* Provided material:
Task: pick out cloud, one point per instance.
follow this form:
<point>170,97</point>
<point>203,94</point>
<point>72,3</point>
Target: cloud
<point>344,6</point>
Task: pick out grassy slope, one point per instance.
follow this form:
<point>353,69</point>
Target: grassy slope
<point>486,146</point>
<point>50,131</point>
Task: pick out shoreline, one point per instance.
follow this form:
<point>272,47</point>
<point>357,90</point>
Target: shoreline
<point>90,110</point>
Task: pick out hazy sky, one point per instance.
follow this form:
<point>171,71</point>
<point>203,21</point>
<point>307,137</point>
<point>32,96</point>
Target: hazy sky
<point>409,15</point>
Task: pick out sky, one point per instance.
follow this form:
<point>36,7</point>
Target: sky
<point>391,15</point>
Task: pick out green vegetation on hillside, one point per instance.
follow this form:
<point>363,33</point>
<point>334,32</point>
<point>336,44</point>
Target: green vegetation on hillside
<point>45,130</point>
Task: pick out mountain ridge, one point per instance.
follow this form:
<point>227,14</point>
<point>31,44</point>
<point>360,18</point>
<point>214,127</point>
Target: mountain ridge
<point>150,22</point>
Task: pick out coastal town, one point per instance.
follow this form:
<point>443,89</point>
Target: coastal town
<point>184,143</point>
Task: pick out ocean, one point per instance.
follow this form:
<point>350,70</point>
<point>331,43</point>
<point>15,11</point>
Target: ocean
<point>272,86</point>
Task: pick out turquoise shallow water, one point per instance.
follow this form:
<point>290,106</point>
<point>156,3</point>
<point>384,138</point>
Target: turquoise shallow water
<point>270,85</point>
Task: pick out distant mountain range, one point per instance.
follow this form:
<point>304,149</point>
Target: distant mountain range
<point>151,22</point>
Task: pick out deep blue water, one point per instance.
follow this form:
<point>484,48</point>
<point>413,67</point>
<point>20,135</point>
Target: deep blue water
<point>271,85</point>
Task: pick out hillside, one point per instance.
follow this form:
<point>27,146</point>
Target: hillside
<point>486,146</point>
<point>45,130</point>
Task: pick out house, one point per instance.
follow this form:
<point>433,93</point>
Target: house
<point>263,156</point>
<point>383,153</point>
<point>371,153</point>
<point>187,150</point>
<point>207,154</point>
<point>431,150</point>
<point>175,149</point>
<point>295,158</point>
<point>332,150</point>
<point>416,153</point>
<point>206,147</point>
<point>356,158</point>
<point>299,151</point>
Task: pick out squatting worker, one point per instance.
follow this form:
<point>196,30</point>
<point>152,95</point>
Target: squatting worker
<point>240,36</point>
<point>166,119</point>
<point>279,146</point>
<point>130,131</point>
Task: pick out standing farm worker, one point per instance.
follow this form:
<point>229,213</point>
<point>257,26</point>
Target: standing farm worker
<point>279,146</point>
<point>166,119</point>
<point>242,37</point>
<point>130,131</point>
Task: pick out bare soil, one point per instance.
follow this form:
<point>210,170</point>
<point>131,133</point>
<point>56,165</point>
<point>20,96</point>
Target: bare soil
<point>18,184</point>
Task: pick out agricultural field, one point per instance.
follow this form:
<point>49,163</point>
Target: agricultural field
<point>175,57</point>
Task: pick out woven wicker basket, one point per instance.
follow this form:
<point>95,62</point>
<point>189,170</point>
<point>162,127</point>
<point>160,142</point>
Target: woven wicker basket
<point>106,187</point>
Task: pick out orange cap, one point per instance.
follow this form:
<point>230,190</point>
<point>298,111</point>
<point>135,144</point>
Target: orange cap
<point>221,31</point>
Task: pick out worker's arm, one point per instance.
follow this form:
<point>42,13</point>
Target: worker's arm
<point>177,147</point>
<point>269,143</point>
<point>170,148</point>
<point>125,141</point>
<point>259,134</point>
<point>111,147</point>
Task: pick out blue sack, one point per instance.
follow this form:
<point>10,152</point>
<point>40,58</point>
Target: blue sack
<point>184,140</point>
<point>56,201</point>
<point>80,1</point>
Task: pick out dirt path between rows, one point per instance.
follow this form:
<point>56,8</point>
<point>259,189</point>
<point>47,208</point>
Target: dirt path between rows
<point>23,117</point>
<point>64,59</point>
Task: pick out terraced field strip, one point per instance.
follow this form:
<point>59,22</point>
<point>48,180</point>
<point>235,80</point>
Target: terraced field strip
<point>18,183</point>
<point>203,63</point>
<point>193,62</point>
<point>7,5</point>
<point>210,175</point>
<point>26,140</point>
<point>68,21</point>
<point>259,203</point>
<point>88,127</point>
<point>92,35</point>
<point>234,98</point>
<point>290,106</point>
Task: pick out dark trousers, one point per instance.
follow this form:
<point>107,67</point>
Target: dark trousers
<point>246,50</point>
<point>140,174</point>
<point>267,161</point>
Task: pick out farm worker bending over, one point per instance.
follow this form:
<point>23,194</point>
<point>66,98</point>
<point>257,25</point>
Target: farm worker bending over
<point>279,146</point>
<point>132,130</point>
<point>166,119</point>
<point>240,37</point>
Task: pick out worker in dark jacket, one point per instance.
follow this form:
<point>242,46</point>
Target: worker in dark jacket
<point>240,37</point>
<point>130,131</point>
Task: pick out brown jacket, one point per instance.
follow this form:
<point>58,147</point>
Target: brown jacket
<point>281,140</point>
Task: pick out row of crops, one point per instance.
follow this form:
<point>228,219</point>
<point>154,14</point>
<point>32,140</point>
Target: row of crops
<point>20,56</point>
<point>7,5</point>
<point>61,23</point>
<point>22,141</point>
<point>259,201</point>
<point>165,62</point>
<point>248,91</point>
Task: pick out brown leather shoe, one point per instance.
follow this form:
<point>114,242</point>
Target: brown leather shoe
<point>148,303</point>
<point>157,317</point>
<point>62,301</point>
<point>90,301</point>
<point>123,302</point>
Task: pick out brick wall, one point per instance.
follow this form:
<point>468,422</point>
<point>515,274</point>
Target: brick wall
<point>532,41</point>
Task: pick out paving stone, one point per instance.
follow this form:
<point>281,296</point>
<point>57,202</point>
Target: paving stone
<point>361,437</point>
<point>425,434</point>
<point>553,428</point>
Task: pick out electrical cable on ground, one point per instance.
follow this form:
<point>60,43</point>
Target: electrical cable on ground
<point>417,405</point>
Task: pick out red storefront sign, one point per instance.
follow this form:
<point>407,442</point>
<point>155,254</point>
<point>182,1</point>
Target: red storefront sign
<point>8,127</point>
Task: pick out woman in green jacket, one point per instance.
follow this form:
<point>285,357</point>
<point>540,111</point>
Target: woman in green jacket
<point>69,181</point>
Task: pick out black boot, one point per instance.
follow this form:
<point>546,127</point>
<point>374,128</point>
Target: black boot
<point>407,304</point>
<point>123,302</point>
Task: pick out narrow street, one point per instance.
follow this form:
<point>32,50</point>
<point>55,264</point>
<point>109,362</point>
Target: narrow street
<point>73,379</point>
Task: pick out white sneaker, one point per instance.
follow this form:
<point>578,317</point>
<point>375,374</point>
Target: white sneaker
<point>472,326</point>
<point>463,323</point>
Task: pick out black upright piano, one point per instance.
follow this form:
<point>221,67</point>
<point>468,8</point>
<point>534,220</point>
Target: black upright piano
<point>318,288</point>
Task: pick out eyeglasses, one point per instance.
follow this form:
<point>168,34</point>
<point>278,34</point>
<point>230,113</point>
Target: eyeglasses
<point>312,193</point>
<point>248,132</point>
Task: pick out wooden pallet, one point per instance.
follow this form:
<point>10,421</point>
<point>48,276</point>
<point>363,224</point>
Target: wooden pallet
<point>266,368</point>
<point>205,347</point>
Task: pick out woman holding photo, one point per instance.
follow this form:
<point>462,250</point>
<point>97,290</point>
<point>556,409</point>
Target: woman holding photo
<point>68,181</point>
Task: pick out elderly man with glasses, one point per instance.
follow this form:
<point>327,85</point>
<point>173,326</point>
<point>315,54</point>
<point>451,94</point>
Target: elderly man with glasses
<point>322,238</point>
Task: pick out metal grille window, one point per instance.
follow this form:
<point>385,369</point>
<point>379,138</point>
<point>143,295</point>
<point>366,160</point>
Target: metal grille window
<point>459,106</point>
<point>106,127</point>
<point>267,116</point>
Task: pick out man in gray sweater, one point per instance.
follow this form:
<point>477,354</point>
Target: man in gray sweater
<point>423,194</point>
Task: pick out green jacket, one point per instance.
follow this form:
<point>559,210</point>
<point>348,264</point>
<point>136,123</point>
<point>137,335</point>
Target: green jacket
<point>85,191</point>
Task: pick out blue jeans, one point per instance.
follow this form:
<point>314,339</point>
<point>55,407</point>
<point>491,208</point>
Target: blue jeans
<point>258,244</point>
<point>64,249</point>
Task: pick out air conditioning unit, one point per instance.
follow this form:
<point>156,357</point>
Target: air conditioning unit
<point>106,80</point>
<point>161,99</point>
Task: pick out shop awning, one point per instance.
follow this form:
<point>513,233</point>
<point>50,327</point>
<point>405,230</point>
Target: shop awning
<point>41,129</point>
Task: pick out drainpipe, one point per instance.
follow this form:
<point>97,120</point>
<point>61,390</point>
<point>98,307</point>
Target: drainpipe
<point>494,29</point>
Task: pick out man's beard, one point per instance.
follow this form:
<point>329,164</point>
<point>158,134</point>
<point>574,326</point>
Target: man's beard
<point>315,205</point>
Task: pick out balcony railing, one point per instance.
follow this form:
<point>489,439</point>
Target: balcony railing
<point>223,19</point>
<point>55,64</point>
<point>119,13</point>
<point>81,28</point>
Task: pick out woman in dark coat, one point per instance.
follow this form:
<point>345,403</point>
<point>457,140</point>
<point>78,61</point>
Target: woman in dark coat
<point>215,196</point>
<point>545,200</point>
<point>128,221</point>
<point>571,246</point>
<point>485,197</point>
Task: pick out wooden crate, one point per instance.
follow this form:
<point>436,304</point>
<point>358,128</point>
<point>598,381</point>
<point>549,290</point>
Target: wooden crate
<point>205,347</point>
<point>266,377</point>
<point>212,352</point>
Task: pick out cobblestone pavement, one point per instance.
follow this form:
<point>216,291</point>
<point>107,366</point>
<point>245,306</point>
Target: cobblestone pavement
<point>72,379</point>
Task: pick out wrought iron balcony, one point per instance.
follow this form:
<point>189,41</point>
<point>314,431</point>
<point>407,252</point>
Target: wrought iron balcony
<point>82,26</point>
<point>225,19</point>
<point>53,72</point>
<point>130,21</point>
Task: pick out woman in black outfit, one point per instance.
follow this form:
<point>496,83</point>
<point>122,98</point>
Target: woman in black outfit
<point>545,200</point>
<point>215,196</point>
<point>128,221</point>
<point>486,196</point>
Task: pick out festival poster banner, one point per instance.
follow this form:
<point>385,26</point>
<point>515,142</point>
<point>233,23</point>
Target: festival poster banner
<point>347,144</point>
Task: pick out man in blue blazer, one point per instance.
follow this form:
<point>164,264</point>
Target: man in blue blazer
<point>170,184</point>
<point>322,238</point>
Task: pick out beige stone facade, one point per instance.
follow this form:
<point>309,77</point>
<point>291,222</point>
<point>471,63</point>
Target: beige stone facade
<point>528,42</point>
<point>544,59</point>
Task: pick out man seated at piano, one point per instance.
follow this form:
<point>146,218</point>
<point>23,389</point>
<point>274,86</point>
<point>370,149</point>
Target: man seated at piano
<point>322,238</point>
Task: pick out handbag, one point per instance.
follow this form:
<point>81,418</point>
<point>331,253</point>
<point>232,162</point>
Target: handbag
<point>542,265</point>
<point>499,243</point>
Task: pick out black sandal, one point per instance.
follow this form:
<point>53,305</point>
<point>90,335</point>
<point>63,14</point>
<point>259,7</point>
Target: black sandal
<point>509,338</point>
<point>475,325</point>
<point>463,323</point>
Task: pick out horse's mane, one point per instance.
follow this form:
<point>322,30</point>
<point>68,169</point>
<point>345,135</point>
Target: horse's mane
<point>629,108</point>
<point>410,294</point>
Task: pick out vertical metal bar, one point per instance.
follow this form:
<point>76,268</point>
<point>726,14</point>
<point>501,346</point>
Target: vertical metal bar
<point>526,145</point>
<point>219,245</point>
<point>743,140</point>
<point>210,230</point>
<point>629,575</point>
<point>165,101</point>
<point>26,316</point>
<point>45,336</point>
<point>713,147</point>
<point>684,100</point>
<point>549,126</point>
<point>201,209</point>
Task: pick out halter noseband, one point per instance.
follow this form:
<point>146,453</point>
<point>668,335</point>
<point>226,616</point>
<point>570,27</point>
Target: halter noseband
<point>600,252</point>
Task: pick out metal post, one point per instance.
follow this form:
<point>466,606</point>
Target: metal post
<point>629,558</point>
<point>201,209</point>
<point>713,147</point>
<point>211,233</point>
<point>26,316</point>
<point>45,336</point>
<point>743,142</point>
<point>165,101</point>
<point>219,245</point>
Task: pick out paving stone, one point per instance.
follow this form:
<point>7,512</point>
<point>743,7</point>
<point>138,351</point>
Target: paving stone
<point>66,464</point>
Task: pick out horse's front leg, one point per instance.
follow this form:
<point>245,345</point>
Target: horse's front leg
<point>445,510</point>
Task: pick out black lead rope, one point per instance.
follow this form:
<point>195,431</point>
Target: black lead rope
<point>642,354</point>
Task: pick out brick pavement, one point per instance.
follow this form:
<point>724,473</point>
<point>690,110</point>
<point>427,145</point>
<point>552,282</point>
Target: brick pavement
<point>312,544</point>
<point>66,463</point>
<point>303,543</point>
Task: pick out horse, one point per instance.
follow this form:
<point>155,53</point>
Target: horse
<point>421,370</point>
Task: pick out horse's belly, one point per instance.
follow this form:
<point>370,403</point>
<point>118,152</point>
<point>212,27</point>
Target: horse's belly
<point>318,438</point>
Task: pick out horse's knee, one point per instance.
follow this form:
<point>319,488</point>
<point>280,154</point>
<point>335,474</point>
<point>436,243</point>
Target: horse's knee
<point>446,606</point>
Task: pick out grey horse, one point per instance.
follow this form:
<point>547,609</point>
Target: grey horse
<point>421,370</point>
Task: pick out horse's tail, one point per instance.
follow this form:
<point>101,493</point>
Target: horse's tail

* Work to be completed:
Exactly reproduce the lines that run from the line with "Task: pick out horse's belly, one" through the last line of the records, inclusive.

* Task response:
Task: pick out horse's belly, one point per instance.
follow this form:
<point>370,403</point>
<point>118,152</point>
<point>212,27</point>
Target: horse's belly
<point>318,438</point>
Task: pick out horse's knee, one point per instance.
follow this form:
<point>319,488</point>
<point>280,154</point>
<point>335,474</point>
<point>436,243</point>
Target: horse's knee
<point>446,606</point>
Task: pick out grey horse, one point per instance.
follow this form:
<point>547,609</point>
Target: grey horse
<point>421,370</point>
Task: pick out horse's tail, one point per instance.
follow this form:
<point>101,493</point>
Target: horse's tail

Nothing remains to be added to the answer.